(Region pointing data)
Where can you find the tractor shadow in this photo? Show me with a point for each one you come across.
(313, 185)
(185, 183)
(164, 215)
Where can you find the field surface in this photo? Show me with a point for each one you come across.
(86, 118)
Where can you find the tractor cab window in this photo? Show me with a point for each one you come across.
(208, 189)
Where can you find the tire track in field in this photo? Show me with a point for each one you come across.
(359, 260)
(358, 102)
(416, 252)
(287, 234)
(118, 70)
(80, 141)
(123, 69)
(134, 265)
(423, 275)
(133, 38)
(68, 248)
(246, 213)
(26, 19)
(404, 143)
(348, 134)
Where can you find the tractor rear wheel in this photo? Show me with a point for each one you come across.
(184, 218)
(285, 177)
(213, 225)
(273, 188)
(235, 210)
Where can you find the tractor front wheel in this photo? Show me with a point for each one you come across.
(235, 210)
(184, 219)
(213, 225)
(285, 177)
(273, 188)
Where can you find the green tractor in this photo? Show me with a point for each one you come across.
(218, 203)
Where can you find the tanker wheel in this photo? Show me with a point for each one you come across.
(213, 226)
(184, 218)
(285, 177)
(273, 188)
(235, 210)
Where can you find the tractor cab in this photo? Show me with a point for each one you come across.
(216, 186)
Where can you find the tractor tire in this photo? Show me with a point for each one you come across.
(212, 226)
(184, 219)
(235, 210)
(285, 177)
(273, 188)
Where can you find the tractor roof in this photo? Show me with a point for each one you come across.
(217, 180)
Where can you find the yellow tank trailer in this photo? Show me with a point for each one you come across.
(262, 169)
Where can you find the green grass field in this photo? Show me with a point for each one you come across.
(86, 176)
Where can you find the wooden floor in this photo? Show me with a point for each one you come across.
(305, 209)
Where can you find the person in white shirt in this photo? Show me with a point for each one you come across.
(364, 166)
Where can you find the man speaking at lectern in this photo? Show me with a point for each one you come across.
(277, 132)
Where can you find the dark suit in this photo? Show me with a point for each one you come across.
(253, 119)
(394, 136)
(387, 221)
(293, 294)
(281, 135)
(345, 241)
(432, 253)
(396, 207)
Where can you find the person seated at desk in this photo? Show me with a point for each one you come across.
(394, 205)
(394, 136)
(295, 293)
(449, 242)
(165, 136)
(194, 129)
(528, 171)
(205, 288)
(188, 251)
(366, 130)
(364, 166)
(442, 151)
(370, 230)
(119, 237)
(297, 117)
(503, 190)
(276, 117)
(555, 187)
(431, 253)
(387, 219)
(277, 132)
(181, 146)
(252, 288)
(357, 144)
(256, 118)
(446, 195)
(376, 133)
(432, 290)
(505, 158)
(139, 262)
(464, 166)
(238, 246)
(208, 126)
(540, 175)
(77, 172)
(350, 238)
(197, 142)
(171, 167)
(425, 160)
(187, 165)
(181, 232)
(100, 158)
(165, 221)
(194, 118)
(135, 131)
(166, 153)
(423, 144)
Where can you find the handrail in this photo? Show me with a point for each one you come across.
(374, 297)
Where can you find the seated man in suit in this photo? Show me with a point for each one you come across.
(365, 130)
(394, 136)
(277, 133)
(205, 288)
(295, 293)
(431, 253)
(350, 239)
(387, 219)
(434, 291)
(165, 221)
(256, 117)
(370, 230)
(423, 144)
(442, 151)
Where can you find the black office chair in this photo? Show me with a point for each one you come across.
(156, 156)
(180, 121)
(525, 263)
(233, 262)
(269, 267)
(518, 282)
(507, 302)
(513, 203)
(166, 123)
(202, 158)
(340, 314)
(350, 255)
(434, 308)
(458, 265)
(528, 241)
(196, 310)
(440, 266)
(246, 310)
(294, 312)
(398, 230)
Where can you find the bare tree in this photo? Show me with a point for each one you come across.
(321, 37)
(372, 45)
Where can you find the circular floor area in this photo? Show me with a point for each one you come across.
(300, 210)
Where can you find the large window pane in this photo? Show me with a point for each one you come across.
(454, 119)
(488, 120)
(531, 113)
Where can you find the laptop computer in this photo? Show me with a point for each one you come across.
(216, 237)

Exercise aim:
Give the data again, exactly.

Result for this exercise:
Where can you find the tractor shadow in this photo? Show me with a point for each one you come across.
(313, 185)
(185, 183)
(164, 215)
Where can you find the field surface in this photo? Show me with a point for each one you come across.
(86, 118)
Where can you find the tractor cab window in this photo? Show me with a point for each one you come across.
(208, 189)
Where can you find the tire track in field in this photo? Show me with a point for each one you come across.
(359, 260)
(358, 102)
(416, 252)
(287, 234)
(118, 70)
(80, 141)
(123, 69)
(134, 265)
(423, 275)
(133, 38)
(68, 248)
(246, 213)
(26, 19)
(404, 143)
(348, 134)
Where can you find the tractor rear wheel in this photo? Show me with a point for each one you come across.
(184, 218)
(285, 177)
(213, 225)
(273, 188)
(235, 210)
Where can you find the tractor front wheel in this photo? Show me with a point for each one you come across.
(235, 210)
(184, 219)
(213, 225)
(285, 177)
(273, 188)
Where can you find the green tractor in this photo? Show me with a point for each one you come across.
(218, 203)
Where can you find the tanker wheel in this photo? Show me with a point for each one you come across.
(213, 226)
(184, 218)
(285, 177)
(273, 188)
(235, 210)
Where can you find the tractor cab in this photo? Show me with a point for each one you come across.
(216, 186)
Where can you find the tractor tire in this photo? Show me with a point for each one you come across.
(212, 226)
(184, 219)
(235, 210)
(285, 177)
(273, 188)
Where can you find the tractor roof in this photo? Show me with a point for each one you come across.
(217, 180)
Where can you find the yellow tank trailer in this photo? Show me with a point for each one you come across.
(262, 169)
Where can you find the green grass field in this photo? Show me with a point for each one you come across.
(86, 176)
Where can you find the wooden floor in this photo? Show me with a point for each one you come across.
(305, 209)
Where can you find the person in white shirt in this photo? Show me with a point for each one you come across.
(364, 166)
Where can you find the man speaking at lectern in this photo? Show me with a point for each one you come across.
(277, 132)
Where can you find the dark suit in this photo? Show me with a point for each one you come across.
(253, 119)
(394, 136)
(387, 221)
(293, 294)
(281, 135)
(345, 241)
(432, 253)
(396, 207)
Where can you find the person seated at desk in this photo? Show me with a point for each one you come across.
(394, 205)
(394, 136)
(295, 293)
(449, 242)
(165, 136)
(194, 129)
(528, 171)
(205, 288)
(188, 251)
(366, 130)
(364, 166)
(442, 151)
(370, 230)
(119, 237)
(297, 117)
(503, 190)
(276, 117)
(555, 187)
(431, 253)
(387, 219)
(277, 132)
(181, 146)
(252, 288)
(357, 144)
(256, 118)
(446, 195)
(376, 133)
(432, 290)
(505, 158)
(139, 262)
(464, 166)
(238, 246)
(208, 126)
(540, 175)
(77, 172)
(350, 238)
(197, 142)
(171, 167)
(425, 160)
(187, 165)
(181, 232)
(100, 158)
(165, 221)
(194, 118)
(135, 131)
(166, 153)
(423, 144)
Where can you find the handrail in this photo? Show me with a point for each one you come across.
(374, 297)
Where can you find the seated man in suit in this photo? Show me with a point for each one you come across.
(365, 130)
(394, 136)
(277, 133)
(205, 288)
(295, 293)
(431, 253)
(350, 239)
(387, 219)
(434, 291)
(165, 221)
(256, 117)
(370, 230)
(423, 144)
(442, 151)
Where can you find the black office chair in this photo? Show me with a point for each one you come across.
(156, 156)
(180, 121)
(525, 263)
(233, 262)
(269, 267)
(518, 282)
(507, 302)
(513, 203)
(166, 123)
(202, 158)
(340, 314)
(350, 255)
(434, 308)
(458, 265)
(528, 241)
(196, 310)
(440, 266)
(246, 310)
(294, 312)
(398, 230)
Where can you find the bare tree in this photo? Show me with a point for each one you come across.
(321, 37)
(372, 45)
Where can you find the circular floor area in this photo? Show me with a point for each one you come across.
(300, 210)
Where can you find the large window pane in this photo? Show me with a point for each one you come across.
(454, 119)
(488, 120)
(531, 113)
Where can you find the laptop computer in this photo? Show me with a point for each one you come across.
(216, 237)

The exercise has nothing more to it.